10 de maio de 2018

As Consequências e a Coragem de Olhar para Elas – por Denis Russo Burgierman | Temática Preservação

por Denis Russo Burgierman

Cena do filme Troféu, de Shaul Schwarz e Christina Clusiau. Imagem: divulgação

Lanternas acesas na mata, quatro pessoas se aproximam sorrateiras de um ninho. Protegidas pela escuridão da noite do Pacífico Sul, avançam de surpresa e apanham um filhote indefeso de uma ave marinha, pelo pescoço. A imagem é dolorosa de se ver: uma moça enfia fundo um canudo goela adentro do filhote, e começa a bombear. A avezinha fecha os olhos, sem poder reagir. Dá para ver seu pescoço e seu abdômen se avolumando, enquanto enchem de água. Até que não aguenta mais e vomita numa bacia. A câmera focaliza a bacia: boiando na água regurgitada, surge um pedaço de tampa de caneta esferográfica, um disco achatado que um dia já fechou uma garrafa de água mineral, uma bucha de parede para fixar parafusos, e mais dezenas de pedaços multicoloridos de plástico, alguns deles cheios de pontas afiadas.

A moça é Jennifer Lavers, cientista especialista em aves marinhas, uma das personagens que conduzem o documentário Triste Oceano, da diretora australiana Karina Holden, sobre o colapso da vida no oceano. Jennifer passa dias sem fim viajando de uma a outra ilha do Pacífico, cuidadosamente provocando o vômito de filhotes de aves migratórias, num esforço para tentar salvar suas vidas. O que achei mais chocante nesta cena – entre tantas cenas chocantes que vi nos cinco filmes deste eixo temático da 7ª Mostra Ecofalante – foi a familiaridade dos objetos na bacia. Não era minha esta garrafa d’água? Ah, está aí a tampa que sumiu da minha Bic.

• **Exercício proposto A**:
Por favor, reescreva todas as linhas dos registros abaixo, pedidos incluídos, deslocando em 10 cada coordenada x e y dos pontos de resposta. Deixe as imagens de fora.

• **Registros do conjunto**:
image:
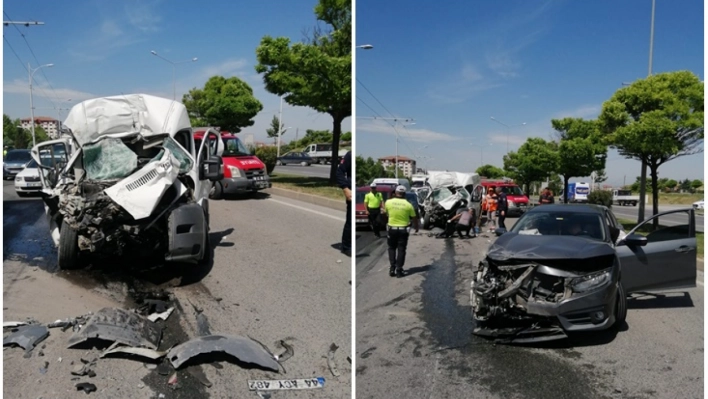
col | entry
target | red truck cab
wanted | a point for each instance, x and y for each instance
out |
(518, 201)
(243, 171)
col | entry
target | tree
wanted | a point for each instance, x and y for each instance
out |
(580, 151)
(695, 185)
(535, 161)
(316, 73)
(226, 103)
(655, 120)
(275, 125)
(490, 172)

• **Exercício proposto B**:
Segundo o texto fornecido, por que Jennifer Lavers provoca o vômito nos filhotes de aves? Responda em uma a três frases.

• **Solução da tarefa A**:
image:
col | entry
target | red truck cab
wanted | a point for each instance, x and y for each instance
out |
(528, 211)
(253, 181)
col | entry
target | tree
wanted | a point for each instance, x and y for each instance
out |
(590, 161)
(705, 195)
(545, 171)
(326, 83)
(236, 113)
(665, 130)
(285, 135)
(500, 182)

• **Solução da tarefa B**:
Jennifer Lavers provoca o vômito nos filhotes de aves migratórias num esforço para tentar salvar a vida deles.